● **Exercise tasks**
A - In the abstract on blood vessel segmentation, what makes the final algorithm faster than performing a 3D image analysis?
B - Write the next few sentences of the abstract on blood vessel segmentation, picking up after its final sentence.

● **Page extract**

Abstract
A fast segmentation of tubular tree structures like vessel systems in volumetric datasets is of vital interest for many medical applications. This is especially valid for planning and navigation in catheter based interventions and liver resection surgical procedures. For catheter based navigation, blood vessel segmentation helps in planning the placement of stents and valves, and also in navigating to the desired location. For liver resection, a good visualisation of the blood vessels in relation to tumours provides better information about spatial relationship, which is very important in planning an optimal resection plane. Also a fast blood vessel segmentation will make it feasible to update the models intra-operatively.
In this thesis, we have developed a couple of methods for fast and user-friendly blood vessel segmentation. The methods work from a user-initiated seed, by tracking and segmenting the blood vessels to the ends of the vessel tree using a local structure analysis approach. To perform the structure analysis, we propose novel multiscale modified vesselness and circleness filters. The bifurcation cross-sections of the blood vessel were found by either detecting multiple peaks in the filtering output, or by estimating the sudden change in radius of the bifurcation, or by estimating significant change in the compactness and radius variance of the vessel cross-section. The novelty in our final algorithm is in performing the whole blood vessel segmentation by use of only 2D analysis on the blood vessel cross-sections, which makes it faster than performing a 3D image analysis.

● **Record extracts**
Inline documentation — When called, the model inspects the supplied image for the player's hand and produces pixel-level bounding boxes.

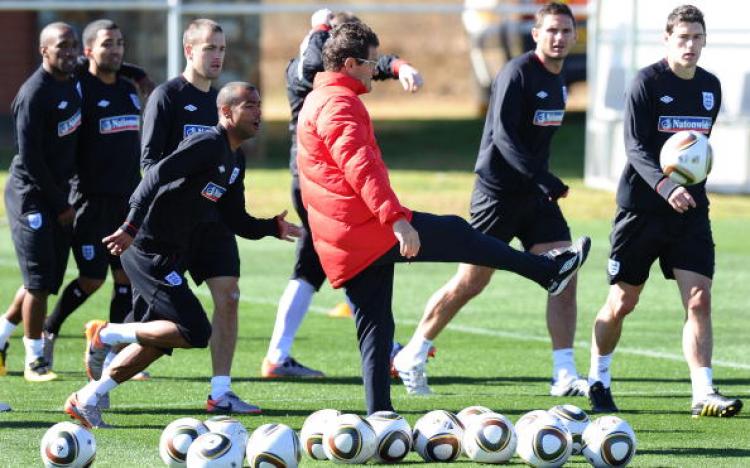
[102,229,133,256]
[393,218,422,258]
[57,206,76,226]
[667,187,696,213]
[398,63,424,93]
[276,210,302,242]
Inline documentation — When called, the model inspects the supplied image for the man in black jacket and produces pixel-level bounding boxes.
[65,82,300,427]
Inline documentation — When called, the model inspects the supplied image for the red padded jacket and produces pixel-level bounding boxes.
[297,72,411,288]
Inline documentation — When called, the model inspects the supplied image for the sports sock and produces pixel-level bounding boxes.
[76,375,119,406]
[99,323,140,346]
[589,353,613,388]
[0,316,18,349]
[690,367,714,404]
[552,348,578,382]
[266,279,315,364]
[23,336,43,366]
[210,375,232,400]
[44,279,89,335]
[109,284,133,323]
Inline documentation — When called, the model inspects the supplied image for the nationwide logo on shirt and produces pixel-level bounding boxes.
[201,182,227,202]
[658,115,712,133]
[57,109,81,138]
[182,124,211,140]
[99,115,140,135]
[534,109,565,127]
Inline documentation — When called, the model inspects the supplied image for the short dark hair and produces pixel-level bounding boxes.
[534,2,576,28]
[83,19,120,47]
[323,23,380,71]
[665,5,706,34]
[182,18,224,47]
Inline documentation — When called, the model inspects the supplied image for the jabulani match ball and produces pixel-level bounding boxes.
[549,405,591,455]
[245,424,302,468]
[456,405,492,428]
[204,416,247,454]
[413,410,464,462]
[516,411,573,467]
[323,414,377,465]
[159,418,208,466]
[659,130,713,185]
[367,411,412,463]
[463,413,518,463]
[39,422,96,468]
[300,409,341,460]
[583,416,637,467]
[185,432,245,468]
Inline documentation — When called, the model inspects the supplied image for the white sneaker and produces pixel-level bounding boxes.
[549,377,589,396]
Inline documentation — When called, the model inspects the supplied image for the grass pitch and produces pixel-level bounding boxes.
[0,117,750,467]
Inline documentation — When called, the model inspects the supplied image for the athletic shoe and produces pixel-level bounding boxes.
[544,236,591,296]
[83,320,111,380]
[23,357,57,382]
[693,388,742,418]
[398,364,432,395]
[206,392,262,414]
[0,341,10,376]
[549,377,589,396]
[391,341,437,379]
[589,381,620,413]
[260,357,325,379]
[65,393,112,429]
[42,331,57,369]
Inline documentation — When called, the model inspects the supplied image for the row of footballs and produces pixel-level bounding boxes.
[41,405,636,468]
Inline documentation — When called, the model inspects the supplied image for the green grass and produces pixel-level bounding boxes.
[0,117,750,467]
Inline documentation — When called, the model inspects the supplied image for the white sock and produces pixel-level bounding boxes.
[0,317,18,349]
[99,322,140,346]
[552,348,578,382]
[266,279,315,364]
[211,375,232,400]
[690,367,714,404]
[76,375,119,406]
[589,353,613,388]
[23,336,43,366]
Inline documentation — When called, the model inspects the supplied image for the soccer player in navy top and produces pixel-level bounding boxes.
[141,19,254,413]
[589,5,742,417]
[39,19,141,372]
[394,3,587,396]
[65,82,300,427]
[0,23,81,382]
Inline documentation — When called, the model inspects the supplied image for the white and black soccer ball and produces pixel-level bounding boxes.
[185,432,245,468]
[516,411,573,467]
[39,422,96,468]
[204,416,248,454]
[549,405,591,455]
[159,418,208,467]
[463,412,518,463]
[367,411,412,463]
[323,414,377,465]
[583,416,638,467]
[413,410,464,462]
[456,405,493,428]
[245,424,302,468]
[659,130,713,185]
[300,409,341,460]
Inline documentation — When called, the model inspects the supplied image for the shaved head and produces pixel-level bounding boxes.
[39,21,75,47]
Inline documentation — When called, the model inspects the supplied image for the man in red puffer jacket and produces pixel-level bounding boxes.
[297,23,590,413]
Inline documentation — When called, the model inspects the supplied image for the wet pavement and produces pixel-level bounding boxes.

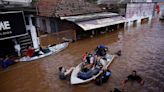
[0,19,164,92]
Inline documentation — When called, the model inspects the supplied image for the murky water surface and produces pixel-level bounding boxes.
[0,20,164,92]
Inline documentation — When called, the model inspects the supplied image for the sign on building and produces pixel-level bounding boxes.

● **Expected results**
A - It performs the whole blood vessel segmentation using only 2D analysis on the blood vessel cross-sections.

B -
Our methods were validated using synthetic as well as medical images, and also by clinically testing the method on liver hepatic and portal vein segmentation. The results have shown that the methods work in just seconds for images related to catheter navigation and in a couple of minutes for liver resection planning images. On medical validation of the liver blood vessel segmentation, our method detected 100% of blood vessels at and above 3mm radius and 80% at 2.5mm radius, which are the most clinically relevant blood vessels for liver resection planning.